— begin Listed entries —

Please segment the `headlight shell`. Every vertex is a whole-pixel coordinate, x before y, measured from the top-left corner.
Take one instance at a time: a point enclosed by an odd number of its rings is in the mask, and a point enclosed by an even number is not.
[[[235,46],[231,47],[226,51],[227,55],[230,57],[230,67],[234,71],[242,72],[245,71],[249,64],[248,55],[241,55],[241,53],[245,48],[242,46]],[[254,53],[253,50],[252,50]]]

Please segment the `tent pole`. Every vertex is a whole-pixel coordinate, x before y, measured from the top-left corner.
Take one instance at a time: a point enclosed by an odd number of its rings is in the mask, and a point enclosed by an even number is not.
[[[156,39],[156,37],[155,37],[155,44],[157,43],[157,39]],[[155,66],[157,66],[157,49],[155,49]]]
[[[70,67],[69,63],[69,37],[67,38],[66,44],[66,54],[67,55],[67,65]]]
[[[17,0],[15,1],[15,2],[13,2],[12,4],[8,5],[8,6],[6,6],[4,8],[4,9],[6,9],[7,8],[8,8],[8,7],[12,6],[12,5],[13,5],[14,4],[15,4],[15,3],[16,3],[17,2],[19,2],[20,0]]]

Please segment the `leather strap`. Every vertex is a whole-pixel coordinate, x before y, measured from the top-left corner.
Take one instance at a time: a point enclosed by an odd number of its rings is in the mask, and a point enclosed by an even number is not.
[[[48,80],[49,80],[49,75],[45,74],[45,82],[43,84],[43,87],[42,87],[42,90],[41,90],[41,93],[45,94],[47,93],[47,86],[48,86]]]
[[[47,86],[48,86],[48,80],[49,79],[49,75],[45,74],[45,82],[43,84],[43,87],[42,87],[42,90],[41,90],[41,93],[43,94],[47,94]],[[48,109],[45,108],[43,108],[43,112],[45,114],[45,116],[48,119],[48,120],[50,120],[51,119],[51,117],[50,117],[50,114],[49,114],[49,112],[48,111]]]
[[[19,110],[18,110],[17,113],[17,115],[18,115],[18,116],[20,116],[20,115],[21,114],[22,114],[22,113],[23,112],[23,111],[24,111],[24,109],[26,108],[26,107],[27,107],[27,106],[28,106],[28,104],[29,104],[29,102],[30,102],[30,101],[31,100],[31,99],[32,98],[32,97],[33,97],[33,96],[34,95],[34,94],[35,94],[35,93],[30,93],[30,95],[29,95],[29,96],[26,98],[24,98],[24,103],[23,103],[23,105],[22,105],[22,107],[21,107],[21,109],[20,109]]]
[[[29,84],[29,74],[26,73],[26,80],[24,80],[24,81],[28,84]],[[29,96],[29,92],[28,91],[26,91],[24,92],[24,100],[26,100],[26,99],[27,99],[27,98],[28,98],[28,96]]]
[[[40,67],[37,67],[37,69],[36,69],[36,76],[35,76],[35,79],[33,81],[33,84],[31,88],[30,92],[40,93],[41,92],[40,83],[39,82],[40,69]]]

— end Listed entries —
— begin Listed entries —

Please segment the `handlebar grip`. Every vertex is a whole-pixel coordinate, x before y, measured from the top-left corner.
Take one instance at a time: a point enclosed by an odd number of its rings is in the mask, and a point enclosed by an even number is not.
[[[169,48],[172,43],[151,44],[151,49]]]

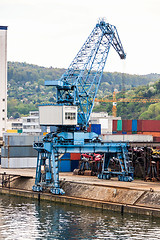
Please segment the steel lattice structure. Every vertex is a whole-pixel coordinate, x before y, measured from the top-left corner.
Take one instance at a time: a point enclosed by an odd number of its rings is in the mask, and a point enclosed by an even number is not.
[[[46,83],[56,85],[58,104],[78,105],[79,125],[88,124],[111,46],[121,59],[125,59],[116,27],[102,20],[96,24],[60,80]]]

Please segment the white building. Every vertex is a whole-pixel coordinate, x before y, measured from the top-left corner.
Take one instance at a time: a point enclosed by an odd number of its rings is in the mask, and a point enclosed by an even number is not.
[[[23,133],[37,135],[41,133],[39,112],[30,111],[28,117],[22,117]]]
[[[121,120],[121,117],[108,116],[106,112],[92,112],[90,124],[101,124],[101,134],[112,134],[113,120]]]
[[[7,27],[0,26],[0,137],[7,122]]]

— end Listed entries —

## Task description:
Return every line of the listing above that contains the string "structure".

## Finished task:
Please segment the steel lattice structure. Every vertex is a whole-pixel coordinate, x before y, measured from the top-left corner.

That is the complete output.